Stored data
###
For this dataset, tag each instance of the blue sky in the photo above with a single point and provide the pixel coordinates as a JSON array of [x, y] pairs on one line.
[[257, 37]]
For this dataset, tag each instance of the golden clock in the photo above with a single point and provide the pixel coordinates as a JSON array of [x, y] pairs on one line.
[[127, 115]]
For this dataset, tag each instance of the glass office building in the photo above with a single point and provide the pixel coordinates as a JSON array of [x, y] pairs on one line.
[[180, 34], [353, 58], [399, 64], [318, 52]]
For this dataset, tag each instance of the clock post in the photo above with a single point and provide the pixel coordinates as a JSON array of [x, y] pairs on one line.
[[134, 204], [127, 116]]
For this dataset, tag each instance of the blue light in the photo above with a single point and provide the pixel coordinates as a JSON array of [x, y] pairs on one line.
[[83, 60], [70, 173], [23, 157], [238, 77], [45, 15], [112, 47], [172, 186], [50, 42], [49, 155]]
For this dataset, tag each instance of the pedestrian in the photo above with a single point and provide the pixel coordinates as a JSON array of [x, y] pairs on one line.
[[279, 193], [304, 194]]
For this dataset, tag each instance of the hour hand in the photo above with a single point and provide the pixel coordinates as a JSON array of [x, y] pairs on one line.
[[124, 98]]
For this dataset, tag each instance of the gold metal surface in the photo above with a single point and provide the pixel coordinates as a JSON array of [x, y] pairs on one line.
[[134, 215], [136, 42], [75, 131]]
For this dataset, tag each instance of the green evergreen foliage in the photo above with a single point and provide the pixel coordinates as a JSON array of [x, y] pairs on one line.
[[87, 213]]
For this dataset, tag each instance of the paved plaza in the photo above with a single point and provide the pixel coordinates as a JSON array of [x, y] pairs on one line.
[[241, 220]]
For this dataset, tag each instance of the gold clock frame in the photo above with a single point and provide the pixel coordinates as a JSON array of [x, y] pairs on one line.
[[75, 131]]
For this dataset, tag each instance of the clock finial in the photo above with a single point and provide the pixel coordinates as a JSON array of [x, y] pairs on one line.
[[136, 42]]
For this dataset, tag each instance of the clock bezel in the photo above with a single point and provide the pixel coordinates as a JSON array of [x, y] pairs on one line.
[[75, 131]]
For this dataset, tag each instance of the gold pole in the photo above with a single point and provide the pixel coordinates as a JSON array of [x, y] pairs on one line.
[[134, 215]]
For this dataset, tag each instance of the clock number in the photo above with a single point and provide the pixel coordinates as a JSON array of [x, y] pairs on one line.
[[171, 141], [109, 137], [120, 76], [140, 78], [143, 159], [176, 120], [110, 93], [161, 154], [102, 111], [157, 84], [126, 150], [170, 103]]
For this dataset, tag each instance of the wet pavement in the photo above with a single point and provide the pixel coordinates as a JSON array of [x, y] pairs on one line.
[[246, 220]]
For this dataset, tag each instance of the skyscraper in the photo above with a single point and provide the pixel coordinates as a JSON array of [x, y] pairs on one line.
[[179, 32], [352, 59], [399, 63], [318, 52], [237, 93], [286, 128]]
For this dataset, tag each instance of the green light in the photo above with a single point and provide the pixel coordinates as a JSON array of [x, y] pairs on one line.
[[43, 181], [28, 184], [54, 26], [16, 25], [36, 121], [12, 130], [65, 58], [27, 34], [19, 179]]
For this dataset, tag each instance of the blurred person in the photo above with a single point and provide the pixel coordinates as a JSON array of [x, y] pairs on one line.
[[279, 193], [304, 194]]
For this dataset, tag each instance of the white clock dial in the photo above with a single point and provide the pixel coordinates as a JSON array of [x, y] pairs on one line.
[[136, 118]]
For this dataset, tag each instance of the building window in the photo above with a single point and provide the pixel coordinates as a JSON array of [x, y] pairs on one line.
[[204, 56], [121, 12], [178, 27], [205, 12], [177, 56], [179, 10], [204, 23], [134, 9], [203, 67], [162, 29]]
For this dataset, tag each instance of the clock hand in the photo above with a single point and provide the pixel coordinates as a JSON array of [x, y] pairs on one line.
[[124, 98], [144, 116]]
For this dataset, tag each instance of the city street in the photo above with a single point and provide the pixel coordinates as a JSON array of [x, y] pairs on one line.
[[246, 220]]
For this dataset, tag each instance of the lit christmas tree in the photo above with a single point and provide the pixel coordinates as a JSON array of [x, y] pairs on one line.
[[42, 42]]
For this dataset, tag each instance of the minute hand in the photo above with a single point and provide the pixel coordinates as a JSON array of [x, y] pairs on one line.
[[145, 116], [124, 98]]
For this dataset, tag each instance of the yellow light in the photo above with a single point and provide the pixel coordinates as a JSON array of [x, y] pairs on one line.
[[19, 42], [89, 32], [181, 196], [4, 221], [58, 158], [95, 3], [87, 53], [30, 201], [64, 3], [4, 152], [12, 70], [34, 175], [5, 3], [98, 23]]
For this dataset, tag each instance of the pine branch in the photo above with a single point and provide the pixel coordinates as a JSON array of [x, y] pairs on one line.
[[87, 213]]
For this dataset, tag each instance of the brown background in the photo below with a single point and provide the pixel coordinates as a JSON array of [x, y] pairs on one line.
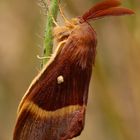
[[114, 100]]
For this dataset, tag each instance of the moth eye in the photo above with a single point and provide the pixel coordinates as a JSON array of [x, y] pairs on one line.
[[60, 79]]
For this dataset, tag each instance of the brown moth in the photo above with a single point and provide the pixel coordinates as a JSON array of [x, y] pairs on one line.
[[53, 108]]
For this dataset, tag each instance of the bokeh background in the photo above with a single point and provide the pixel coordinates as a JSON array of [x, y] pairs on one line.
[[113, 111]]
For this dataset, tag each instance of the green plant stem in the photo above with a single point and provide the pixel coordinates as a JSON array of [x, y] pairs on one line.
[[48, 42]]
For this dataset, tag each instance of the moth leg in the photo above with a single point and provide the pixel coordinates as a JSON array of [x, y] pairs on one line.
[[44, 6], [55, 22], [63, 16], [59, 46]]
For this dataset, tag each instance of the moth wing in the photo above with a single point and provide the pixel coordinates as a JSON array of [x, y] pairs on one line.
[[54, 110]]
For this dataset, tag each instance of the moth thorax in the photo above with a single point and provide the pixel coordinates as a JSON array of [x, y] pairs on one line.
[[61, 33]]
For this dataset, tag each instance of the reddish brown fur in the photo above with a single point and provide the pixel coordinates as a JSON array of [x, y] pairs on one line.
[[74, 62]]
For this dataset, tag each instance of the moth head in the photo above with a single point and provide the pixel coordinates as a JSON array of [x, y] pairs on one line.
[[61, 33]]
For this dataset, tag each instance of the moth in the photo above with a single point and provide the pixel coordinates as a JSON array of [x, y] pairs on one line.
[[54, 106]]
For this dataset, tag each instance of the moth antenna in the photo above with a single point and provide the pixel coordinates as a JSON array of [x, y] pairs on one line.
[[43, 57], [105, 8], [101, 6], [118, 11]]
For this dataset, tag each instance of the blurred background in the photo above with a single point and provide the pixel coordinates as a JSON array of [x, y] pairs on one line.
[[113, 111]]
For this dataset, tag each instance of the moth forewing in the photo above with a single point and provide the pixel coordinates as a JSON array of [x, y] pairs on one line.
[[53, 108]]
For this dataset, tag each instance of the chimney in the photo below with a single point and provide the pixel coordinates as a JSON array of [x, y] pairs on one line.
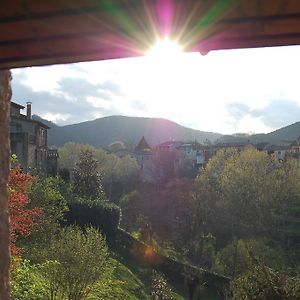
[[28, 109]]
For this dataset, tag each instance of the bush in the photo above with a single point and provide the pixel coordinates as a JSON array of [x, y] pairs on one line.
[[247, 252], [261, 282], [79, 259], [27, 282], [159, 288], [97, 213]]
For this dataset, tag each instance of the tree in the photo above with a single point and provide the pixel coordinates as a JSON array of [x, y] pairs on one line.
[[23, 218], [253, 192], [87, 180], [49, 194], [82, 260]]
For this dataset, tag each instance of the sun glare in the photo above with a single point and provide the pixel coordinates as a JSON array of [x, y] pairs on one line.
[[165, 49]]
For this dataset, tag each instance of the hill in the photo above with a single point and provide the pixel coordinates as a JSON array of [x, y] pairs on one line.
[[284, 135], [103, 131]]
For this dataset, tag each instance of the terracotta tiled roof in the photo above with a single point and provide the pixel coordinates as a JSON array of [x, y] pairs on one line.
[[142, 145]]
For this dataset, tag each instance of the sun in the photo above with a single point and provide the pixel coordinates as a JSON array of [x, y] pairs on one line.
[[165, 49]]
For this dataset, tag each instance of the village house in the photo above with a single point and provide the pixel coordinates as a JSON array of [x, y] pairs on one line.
[[29, 142]]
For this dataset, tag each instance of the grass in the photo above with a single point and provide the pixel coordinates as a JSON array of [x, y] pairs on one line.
[[132, 280]]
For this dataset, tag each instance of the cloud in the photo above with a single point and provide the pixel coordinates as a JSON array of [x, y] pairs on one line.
[[70, 101], [276, 114], [238, 110]]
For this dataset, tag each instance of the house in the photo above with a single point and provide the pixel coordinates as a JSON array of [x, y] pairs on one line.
[[280, 151], [29, 141], [143, 153]]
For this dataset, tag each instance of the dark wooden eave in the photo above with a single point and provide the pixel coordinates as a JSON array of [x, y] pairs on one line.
[[35, 32]]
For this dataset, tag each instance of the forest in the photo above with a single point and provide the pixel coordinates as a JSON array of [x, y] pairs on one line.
[[238, 217]]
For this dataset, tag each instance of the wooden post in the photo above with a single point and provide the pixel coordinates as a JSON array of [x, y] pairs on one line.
[[5, 95]]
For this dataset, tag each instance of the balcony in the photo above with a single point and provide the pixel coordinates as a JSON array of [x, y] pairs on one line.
[[17, 136]]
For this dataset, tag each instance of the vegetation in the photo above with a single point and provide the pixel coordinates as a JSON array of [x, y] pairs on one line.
[[238, 218]]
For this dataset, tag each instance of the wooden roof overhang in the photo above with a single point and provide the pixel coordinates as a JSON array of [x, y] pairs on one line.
[[37, 32]]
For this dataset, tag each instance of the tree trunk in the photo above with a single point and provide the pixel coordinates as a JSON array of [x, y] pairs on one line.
[[5, 95]]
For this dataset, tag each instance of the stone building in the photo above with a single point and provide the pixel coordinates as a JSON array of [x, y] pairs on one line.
[[29, 142]]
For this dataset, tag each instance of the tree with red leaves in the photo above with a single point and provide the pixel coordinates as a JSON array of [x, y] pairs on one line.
[[22, 218]]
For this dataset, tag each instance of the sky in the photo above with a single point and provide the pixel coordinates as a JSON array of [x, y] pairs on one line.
[[231, 91]]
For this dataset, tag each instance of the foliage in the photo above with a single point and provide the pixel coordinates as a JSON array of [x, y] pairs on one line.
[[87, 180], [263, 283], [202, 250], [27, 282], [23, 218], [251, 190], [159, 288], [98, 213], [129, 206], [247, 252], [123, 284], [46, 194], [82, 261], [120, 174]]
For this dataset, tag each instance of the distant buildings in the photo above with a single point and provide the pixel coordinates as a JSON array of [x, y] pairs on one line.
[[177, 158], [29, 142]]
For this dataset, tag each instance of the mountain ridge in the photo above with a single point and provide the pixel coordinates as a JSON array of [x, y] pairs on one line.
[[103, 131]]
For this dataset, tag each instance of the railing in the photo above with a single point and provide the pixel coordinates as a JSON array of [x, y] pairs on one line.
[[17, 136]]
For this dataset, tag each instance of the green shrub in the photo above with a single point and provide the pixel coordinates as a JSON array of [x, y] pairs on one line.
[[97, 213], [79, 261], [247, 251], [261, 283], [27, 282], [159, 288]]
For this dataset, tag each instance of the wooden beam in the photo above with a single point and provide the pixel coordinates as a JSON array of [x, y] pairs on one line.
[[5, 95]]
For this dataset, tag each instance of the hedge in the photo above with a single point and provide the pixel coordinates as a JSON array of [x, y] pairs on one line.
[[98, 213]]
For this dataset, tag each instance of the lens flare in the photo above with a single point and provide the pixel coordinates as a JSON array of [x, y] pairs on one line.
[[165, 49]]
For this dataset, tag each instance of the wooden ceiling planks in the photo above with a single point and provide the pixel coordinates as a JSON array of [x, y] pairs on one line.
[[34, 32]]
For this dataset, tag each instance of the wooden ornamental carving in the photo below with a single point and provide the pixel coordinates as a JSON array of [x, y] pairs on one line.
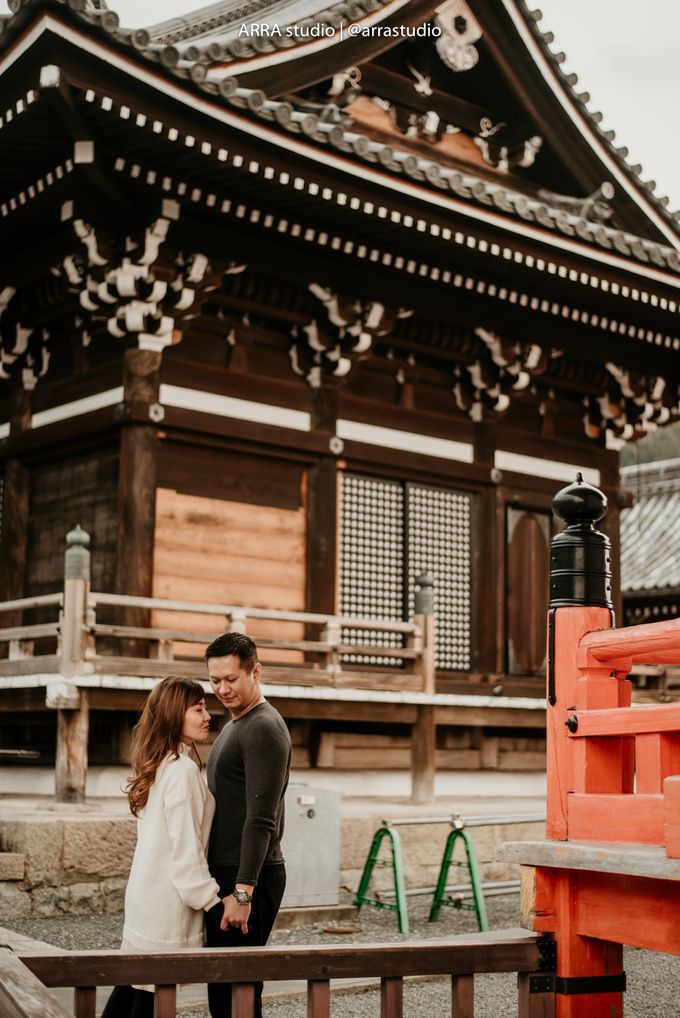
###
Task goal. Only the lines from the line with "For this dataset, tag each instance of the lens" through the end of the entries above, copied exactly and with both ends included, belong in the response; the pictures do not.

Task response.
For this dataset, tag each instance of the lens flare in the photo above with a single point and provide the pixel coordinates as a JSON array of [x, y] pairs on one line.
[[165, 49]]
For this dataset, tag each instance of the wooden ceiling planks in the photo above with a single point and provide the pixel coordinates as a JSON array of [x, y] pairs on one line.
[[34, 32]]
For this dataset, tag each instance of the wooden ornamental carving in the photo below with a single point and provide the pixel coordinates as a JSON array of [x, y] pairs on one line.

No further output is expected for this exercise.